[SHORT TASK]: Give the listing below as a JSON list of strings, one string per line, skipping blank lines. Leave the pictures out of your answer.

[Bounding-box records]
══════════════════════════════

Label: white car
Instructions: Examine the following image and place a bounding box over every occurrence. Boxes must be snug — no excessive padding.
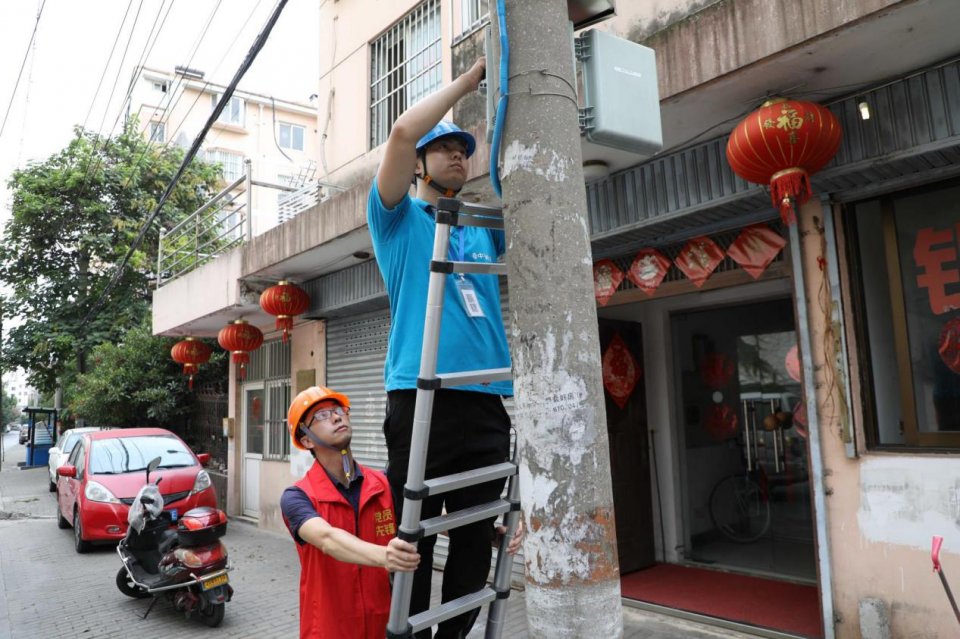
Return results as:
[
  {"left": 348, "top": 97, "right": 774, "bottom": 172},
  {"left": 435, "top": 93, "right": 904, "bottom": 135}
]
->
[{"left": 47, "top": 428, "right": 100, "bottom": 493}]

══════════════════════════════

[REPLY TO THE EXERCISE]:
[
  "Label: white car",
  "Instructions: Examine the following image and place a bounding box over every occurrence. Boxes must be snug — no excessive padding.",
  "Return results as:",
  "[",
  "  {\"left\": 348, \"top\": 97, \"right\": 774, \"bottom\": 172},",
  "  {\"left\": 435, \"top\": 93, \"right\": 904, \"bottom\": 135}",
  "]",
  "->",
  "[{\"left\": 47, \"top\": 428, \"right\": 100, \"bottom\": 493}]"
]